▸ **Task brief**
Return, unchanged, every line of the entries below that includes the string "green".
### Input records ###
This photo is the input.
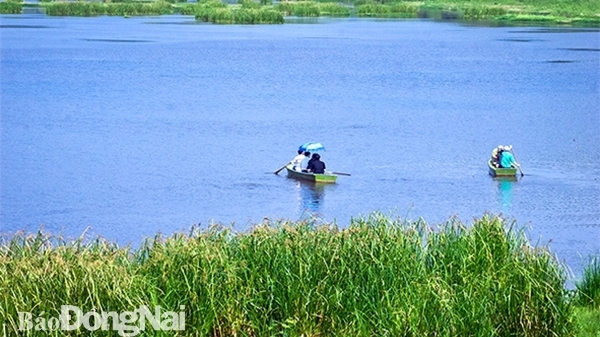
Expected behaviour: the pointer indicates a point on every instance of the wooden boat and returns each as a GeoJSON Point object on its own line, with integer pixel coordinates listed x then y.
{"type": "Point", "coordinates": [318, 178]}
{"type": "Point", "coordinates": [500, 171]}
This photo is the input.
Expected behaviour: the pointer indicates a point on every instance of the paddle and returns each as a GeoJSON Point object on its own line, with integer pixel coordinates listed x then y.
{"type": "Point", "coordinates": [277, 172]}
{"type": "Point", "coordinates": [341, 173]}
{"type": "Point", "coordinates": [518, 165]}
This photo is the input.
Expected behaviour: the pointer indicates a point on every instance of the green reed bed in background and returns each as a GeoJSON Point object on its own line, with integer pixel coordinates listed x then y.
{"type": "Point", "coordinates": [392, 10]}
{"type": "Point", "coordinates": [379, 276]}
{"type": "Point", "coordinates": [313, 9]}
{"type": "Point", "coordinates": [246, 12]}
{"type": "Point", "coordinates": [587, 299]}
{"type": "Point", "coordinates": [80, 8]}
{"type": "Point", "coordinates": [11, 7]}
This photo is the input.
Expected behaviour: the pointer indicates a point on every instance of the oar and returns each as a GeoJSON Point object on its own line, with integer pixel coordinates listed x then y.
{"type": "Point", "coordinates": [277, 172]}
{"type": "Point", "coordinates": [519, 165]}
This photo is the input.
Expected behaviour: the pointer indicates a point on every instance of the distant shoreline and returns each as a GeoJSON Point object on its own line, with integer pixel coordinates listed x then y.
{"type": "Point", "coordinates": [583, 13]}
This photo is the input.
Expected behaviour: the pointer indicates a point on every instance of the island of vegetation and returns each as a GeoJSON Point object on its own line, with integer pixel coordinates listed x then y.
{"type": "Point", "coordinates": [379, 276]}
{"type": "Point", "coordinates": [581, 13]}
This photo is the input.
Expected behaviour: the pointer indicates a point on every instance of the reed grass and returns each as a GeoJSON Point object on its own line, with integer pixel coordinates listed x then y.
{"type": "Point", "coordinates": [379, 276]}
{"type": "Point", "coordinates": [80, 8]}
{"type": "Point", "coordinates": [588, 288]}
{"type": "Point", "coordinates": [393, 10]}
{"type": "Point", "coordinates": [11, 7]}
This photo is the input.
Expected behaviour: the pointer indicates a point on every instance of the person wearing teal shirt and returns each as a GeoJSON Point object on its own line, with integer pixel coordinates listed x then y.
{"type": "Point", "coordinates": [507, 159]}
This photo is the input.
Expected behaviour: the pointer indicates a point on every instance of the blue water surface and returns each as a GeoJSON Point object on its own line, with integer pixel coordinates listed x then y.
{"type": "Point", "coordinates": [130, 127]}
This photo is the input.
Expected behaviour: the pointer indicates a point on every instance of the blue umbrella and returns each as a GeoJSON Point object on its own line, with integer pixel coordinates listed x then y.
{"type": "Point", "coordinates": [311, 147]}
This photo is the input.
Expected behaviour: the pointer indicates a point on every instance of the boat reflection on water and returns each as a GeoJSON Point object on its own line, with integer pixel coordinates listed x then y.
{"type": "Point", "coordinates": [310, 199]}
{"type": "Point", "coordinates": [505, 191]}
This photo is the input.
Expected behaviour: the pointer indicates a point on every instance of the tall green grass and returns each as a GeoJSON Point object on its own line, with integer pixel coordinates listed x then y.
{"type": "Point", "coordinates": [588, 288]}
{"type": "Point", "coordinates": [380, 276]}
{"type": "Point", "coordinates": [81, 8]}
{"type": "Point", "coordinates": [312, 9]}
{"type": "Point", "coordinates": [11, 7]}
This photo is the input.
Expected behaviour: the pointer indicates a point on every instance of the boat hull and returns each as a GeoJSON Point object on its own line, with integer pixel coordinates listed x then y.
{"type": "Point", "coordinates": [501, 172]}
{"type": "Point", "coordinates": [317, 178]}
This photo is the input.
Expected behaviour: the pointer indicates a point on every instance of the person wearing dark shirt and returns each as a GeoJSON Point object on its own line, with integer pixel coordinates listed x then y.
{"type": "Point", "coordinates": [316, 165]}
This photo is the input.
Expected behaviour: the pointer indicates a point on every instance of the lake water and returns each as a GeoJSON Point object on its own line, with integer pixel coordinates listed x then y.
{"type": "Point", "coordinates": [145, 125]}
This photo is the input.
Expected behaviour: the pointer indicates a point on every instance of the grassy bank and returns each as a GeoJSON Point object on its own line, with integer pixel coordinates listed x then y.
{"type": "Point", "coordinates": [583, 13]}
{"type": "Point", "coordinates": [379, 276]}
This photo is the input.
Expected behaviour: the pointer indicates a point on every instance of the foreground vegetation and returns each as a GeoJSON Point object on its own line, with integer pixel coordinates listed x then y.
{"type": "Point", "coordinates": [561, 12]}
{"type": "Point", "coordinates": [379, 276]}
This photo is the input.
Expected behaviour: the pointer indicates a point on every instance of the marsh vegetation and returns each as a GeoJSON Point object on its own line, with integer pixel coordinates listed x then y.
{"type": "Point", "coordinates": [378, 276]}
{"type": "Point", "coordinates": [561, 12]}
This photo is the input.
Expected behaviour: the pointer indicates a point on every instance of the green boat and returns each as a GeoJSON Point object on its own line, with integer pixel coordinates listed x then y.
{"type": "Point", "coordinates": [501, 172]}
{"type": "Point", "coordinates": [317, 178]}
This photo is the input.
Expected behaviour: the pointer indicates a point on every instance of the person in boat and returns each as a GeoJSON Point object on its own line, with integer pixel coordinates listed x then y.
{"type": "Point", "coordinates": [299, 159]}
{"type": "Point", "coordinates": [316, 165]}
{"type": "Point", "coordinates": [309, 161]}
{"type": "Point", "coordinates": [507, 159]}
{"type": "Point", "coordinates": [496, 155]}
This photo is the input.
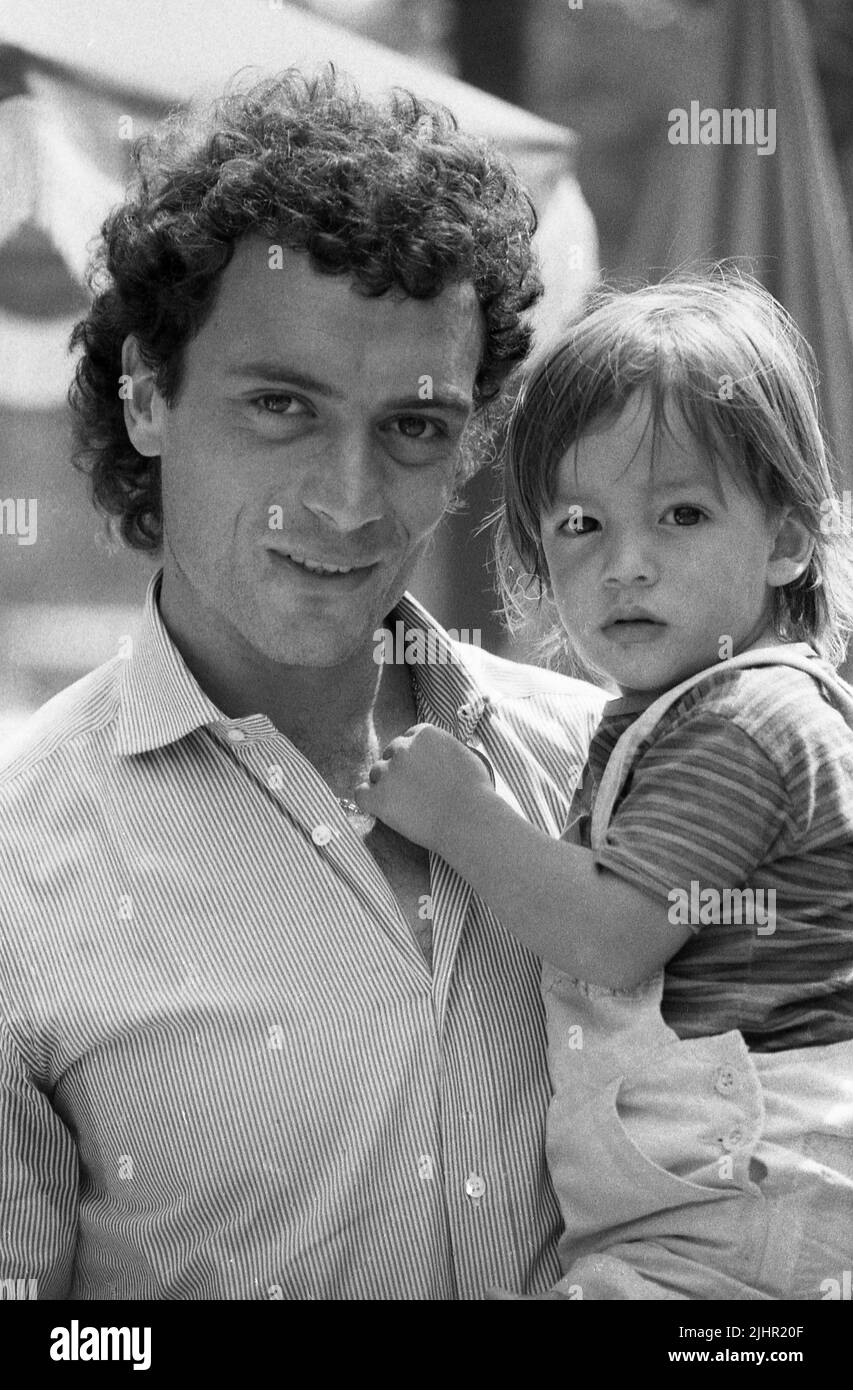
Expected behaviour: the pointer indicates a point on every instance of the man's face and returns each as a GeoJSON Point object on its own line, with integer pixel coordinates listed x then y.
{"type": "Point", "coordinates": [311, 452]}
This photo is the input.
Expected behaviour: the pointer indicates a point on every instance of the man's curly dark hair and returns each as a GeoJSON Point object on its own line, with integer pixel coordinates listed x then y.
{"type": "Point", "coordinates": [392, 195]}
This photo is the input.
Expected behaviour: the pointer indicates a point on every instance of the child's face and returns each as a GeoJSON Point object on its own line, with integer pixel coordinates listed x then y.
{"type": "Point", "coordinates": [666, 570]}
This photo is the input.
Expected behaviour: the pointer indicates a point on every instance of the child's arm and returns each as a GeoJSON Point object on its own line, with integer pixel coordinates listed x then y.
{"type": "Point", "coordinates": [584, 920]}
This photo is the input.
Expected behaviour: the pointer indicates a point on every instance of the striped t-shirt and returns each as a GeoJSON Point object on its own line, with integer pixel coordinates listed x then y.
{"type": "Point", "coordinates": [746, 781]}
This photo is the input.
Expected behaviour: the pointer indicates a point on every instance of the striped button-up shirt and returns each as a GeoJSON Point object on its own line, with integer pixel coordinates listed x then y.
{"type": "Point", "coordinates": [225, 1066]}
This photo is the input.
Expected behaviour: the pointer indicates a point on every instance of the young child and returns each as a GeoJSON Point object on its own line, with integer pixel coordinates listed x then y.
{"type": "Point", "coordinates": [668, 488]}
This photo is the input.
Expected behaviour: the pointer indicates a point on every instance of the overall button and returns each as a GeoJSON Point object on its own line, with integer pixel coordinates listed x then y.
{"type": "Point", "coordinates": [732, 1140]}
{"type": "Point", "coordinates": [725, 1080]}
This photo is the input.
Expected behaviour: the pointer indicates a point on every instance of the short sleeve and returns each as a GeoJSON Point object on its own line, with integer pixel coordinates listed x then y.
{"type": "Point", "coordinates": [705, 802]}
{"type": "Point", "coordinates": [38, 1186]}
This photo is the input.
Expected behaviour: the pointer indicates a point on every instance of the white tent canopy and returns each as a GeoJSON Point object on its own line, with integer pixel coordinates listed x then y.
###
▸ **Response for this exercise**
Expected behaviour: the pointer indicates a point on every instance of the green reed bed in background and returns each as a GeoJSON Point object on its own line, with integer pixel coordinates listed x then y.
Expected behaviour: the pointer indicates a point on every instance of the tall green grass and returns each as a GeoJSON Point object on its own line, with integer pixel coordinates listed x then y.
Expected behaviour: the pointer indicates a point on every instance of the green boat and returns each as a GeoJSON Point object on its own line, with integer pixel coordinates listed x then y.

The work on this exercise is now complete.